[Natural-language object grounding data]
----
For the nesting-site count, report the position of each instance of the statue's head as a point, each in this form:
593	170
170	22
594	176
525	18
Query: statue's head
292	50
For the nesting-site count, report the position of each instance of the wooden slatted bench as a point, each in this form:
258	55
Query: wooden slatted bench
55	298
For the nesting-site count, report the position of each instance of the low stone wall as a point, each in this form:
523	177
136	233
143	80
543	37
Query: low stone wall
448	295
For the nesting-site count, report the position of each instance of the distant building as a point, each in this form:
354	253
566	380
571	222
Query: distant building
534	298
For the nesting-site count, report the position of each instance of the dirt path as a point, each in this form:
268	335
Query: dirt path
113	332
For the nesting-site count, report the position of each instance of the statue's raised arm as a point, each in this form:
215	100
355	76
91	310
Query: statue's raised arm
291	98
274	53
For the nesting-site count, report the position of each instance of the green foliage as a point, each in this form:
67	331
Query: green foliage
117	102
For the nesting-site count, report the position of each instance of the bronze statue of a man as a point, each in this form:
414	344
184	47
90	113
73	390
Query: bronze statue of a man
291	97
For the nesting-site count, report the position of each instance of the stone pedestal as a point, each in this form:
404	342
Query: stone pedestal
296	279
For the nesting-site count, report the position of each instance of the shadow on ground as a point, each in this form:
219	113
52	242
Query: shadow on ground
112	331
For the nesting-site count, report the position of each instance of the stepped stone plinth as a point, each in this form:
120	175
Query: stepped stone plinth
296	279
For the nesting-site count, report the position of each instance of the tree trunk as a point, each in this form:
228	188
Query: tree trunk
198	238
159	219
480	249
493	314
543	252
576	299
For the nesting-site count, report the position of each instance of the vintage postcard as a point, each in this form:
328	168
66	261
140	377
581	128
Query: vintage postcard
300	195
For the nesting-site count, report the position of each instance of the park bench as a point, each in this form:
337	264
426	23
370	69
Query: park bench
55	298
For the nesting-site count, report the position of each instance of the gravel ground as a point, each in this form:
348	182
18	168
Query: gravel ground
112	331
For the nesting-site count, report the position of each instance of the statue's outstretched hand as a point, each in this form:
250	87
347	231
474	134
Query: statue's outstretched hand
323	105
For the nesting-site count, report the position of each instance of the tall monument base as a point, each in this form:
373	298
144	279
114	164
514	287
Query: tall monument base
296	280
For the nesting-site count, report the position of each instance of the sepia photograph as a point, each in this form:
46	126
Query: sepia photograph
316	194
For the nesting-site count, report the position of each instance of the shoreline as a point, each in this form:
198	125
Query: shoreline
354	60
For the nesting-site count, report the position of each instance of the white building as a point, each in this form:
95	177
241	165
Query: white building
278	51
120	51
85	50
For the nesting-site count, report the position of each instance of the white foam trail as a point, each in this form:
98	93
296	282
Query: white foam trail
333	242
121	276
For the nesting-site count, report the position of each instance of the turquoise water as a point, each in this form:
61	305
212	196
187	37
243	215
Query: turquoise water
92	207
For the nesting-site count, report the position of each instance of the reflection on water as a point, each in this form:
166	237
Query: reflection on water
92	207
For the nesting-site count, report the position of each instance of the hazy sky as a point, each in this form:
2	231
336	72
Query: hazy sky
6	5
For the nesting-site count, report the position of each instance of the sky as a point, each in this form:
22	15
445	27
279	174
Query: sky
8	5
----
▸ **Task directions**:
Each entry in the data must be copied exactly.

▸ **Answer to the problem**:
For the nesting-site count, report the position of each instance of the statue's head as a point, each in this form:
593	170
170	22
594	176
525	18
Query: statue's head
292	50
For the nesting-site count, report the position of each instance of the wooden slatted bench as a point, each in this form:
258	55
Query: wooden slatted bench
55	298
For the nesting-site count, report the position of each instance of the low stone wall as a point, each in this form:
523	177
136	233
143	80
543	37
Query: low stone wall
448	295
For the nesting-site count, report the position of each instance of the distant building as a point, each in this form:
354	253
566	380
571	222
Query: distant building
534	298
For the nesting-site count, report the position of each instance of the dirt path as a point, each in this form:
268	335
Query: dirt path
113	332
For the nesting-site count, report the position of each instance of the statue's raised arm as a point, each in this form:
215	100
355	76
91	310
Query: statue's raised arm
291	98
274	53
For the nesting-site count, report the position of each instance of the green foliage as a point, each in this form:
67	331
Query: green foliage
117	102
For the nesting-site count, report the position of each instance of the bronze statue of a man as a point, each in this form:
414	344
184	47
90	113
73	390
Query: bronze statue of a man
291	97
For the nesting-site count, report the position of each instance of the stone pedestal as a point, each in this form:
404	342
Query: stone pedestal
296	279
For the nesting-site count, report the position of each instance of the shadow on ground as a point, each in this form:
219	113
52	242
Query: shadow on ground
112	331
For the nesting-site count, report the position of each instance of the stepped stone plinth as a point, each in this form:
120	175
Query: stepped stone plinth
296	279
For the nesting-site count, report the position of each instance of the tree trunk as a point, each in this form:
228	188
Query: tree trunk
198	238
159	219
480	249
493	314
543	252
576	299
For the nesting-site count, report the position of each instance of the vintage postcard as a point, each in this form:
328	168
66	261
140	377
581	128
Query: vintage postcard
300	195
For the nesting-site count, report the position of each instance of the park bench as a point, each in this form:
337	264
426	23
370	69
Query: park bench
55	298
For the nesting-site count, report the position of each instance of the gravel ground as a point, each in this form:
348	182
18	168
Query: gravel ground
112	331
For the nesting-site count, report the position of each instance of the statue's outstretched hand as a point, each in this form:
250	87
347	231
474	134
Query: statue's outstretched hand
323	105
For the nesting-site count, report the position of each instance of the tall monument base as a point, each in this form:
373	298
144	279
114	164
514	287
Query: tall monument base
296	280
For the nesting-site count, report the position of each instance of the sepia photograph as a point, each in this form:
46	126
Query: sepia photograph
316	194
For the nesting-site count, report the position of each instance of the shoreline as a point, each in this form:
198	125
Query: shoreline
354	60
For the nesting-site count, report the position of each instance of the white building as a point, each in this form:
95	177
241	165
Query: white building
278	51
120	51
85	50
For the nesting-site count, report the position of each instance of the white foam trail as a point, each in this form:
98	93
296	282
Query: white foam trail
333	242
121	276
For the nesting-site count, report the position of each instance of the turquoise water as a point, each in this form:
61	305
212	196
187	37
243	215
Query: turquoise water
92	207
For the nesting-site count, report the position of each instance of the reflection on water as a point, each in this form:
166	237
Query: reflection on water
92	207
For the nesting-site count, report the position of each instance of the hazy sky as a point, each in this form:
2	231
336	72
Query: hazy sky
6	5
For the nesting-site count, report the position of each instance of the sky as a point, each in this form:
22	15
445	27
279	174
Query: sky
8	5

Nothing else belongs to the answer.